- **Work to do**:
All lines from the one with "Can you locate the street" to the end need to be copied exactly, with nothing before them.

+++ Material for this exercise

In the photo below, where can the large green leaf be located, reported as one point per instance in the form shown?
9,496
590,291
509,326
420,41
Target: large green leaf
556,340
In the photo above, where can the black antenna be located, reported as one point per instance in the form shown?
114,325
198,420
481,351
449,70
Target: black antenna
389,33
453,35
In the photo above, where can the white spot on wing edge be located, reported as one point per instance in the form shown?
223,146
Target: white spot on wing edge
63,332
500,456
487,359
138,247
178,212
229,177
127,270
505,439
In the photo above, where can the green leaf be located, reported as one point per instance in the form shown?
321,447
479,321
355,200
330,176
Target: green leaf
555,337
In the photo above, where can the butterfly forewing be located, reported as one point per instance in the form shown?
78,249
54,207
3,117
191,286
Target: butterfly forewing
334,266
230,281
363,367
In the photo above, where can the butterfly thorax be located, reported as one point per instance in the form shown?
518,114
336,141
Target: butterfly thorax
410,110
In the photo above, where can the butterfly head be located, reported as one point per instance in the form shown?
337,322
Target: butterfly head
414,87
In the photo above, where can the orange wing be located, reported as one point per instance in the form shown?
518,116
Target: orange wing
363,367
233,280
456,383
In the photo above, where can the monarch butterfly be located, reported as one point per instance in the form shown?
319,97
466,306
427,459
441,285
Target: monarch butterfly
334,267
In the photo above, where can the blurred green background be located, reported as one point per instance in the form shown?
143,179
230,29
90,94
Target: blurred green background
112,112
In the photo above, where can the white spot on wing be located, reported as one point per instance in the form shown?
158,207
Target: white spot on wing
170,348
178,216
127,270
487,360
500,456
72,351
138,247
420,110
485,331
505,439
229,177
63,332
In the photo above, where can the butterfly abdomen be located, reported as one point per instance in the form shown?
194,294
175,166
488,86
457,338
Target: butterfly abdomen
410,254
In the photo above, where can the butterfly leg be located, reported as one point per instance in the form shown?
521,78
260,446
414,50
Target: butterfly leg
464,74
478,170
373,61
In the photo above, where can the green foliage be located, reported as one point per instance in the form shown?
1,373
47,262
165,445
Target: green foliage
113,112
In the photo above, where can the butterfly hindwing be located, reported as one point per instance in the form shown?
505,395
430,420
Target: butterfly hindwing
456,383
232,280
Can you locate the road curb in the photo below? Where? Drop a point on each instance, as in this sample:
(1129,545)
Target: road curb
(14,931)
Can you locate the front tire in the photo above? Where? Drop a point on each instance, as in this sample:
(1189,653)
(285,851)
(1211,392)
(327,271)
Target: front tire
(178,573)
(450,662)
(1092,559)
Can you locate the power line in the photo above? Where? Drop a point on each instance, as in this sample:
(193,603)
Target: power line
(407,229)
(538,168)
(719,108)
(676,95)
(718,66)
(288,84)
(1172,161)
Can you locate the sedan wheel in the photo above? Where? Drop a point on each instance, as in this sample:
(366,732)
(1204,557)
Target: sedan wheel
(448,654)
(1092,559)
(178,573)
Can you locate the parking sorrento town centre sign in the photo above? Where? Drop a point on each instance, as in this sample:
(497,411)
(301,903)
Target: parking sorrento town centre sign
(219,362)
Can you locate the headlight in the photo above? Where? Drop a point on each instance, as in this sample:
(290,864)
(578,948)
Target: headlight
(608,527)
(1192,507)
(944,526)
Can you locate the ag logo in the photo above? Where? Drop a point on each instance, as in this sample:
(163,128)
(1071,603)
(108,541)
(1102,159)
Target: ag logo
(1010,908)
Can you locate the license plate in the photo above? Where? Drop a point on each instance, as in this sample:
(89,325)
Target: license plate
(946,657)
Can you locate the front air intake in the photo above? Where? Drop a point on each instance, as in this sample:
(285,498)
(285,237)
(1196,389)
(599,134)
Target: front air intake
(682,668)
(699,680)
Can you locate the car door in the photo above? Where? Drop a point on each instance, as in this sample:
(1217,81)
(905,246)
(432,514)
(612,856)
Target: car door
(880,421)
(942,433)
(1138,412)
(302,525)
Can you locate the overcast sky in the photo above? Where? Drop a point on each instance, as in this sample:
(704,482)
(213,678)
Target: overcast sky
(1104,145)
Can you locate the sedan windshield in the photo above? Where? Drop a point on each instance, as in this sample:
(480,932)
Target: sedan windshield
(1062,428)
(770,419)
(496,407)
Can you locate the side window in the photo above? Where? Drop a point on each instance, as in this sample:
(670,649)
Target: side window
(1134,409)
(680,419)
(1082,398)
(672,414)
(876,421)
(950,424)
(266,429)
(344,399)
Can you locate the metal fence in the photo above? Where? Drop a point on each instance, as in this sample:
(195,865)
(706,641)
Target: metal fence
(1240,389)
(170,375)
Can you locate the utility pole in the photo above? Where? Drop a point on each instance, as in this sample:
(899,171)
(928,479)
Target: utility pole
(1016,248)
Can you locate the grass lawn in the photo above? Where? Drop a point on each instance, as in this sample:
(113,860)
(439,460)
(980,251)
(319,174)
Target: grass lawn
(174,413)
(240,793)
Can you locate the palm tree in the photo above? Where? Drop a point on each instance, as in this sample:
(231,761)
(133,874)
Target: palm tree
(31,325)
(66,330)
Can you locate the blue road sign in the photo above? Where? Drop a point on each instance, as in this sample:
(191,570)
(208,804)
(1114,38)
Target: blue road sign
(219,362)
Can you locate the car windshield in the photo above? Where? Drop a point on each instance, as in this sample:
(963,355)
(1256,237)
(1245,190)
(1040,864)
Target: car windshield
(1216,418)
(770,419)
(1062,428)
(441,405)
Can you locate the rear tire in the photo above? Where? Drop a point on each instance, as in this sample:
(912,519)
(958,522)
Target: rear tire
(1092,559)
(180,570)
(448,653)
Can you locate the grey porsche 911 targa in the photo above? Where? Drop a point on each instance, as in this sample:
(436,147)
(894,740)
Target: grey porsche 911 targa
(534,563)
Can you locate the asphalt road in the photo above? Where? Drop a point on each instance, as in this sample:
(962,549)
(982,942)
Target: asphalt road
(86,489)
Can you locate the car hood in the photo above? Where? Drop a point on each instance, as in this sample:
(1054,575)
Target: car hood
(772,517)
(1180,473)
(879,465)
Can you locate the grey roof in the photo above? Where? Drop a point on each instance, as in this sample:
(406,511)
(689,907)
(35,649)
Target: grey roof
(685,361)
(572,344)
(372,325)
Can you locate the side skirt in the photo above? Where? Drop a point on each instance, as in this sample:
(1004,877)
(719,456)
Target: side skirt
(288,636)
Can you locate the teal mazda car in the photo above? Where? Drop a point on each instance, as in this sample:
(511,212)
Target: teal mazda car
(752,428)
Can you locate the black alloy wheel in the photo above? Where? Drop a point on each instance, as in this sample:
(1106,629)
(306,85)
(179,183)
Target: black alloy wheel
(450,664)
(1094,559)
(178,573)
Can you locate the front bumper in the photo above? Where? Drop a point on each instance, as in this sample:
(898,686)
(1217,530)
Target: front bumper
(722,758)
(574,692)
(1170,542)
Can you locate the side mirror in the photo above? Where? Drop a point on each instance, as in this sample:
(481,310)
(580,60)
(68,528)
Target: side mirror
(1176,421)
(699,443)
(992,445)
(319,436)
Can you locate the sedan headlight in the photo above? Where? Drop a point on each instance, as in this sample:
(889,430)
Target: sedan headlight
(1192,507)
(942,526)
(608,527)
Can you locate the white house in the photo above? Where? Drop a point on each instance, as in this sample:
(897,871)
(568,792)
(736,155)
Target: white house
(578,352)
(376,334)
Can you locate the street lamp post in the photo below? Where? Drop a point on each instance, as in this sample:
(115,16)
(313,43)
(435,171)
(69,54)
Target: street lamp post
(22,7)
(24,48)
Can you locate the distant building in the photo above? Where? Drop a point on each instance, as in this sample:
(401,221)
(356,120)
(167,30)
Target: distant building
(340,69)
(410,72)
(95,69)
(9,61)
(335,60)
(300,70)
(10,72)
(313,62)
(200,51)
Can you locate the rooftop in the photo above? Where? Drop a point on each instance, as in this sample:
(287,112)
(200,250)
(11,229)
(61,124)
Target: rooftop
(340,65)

++++++

- **Solution to the problem**:
Can you locate the street lamp post in the photo below? Where? Drop a point on each instance, as in this sample:
(115,16)
(313,43)
(435,171)
(69,54)
Target: street lamp post
(22,7)
(24,48)
Can you locate the distant building in the photo above? Where? Drop a point on each instance, as in this sample:
(401,221)
(356,120)
(167,30)
Target: distant building
(340,69)
(410,72)
(95,69)
(9,61)
(335,60)
(300,70)
(10,72)
(313,62)
(200,51)
Can you locate the rooftop in the photo above? Where? Drop a point on each instance, as in this sample:
(287,112)
(200,250)
(11,229)
(61,124)
Target: rooftop
(340,65)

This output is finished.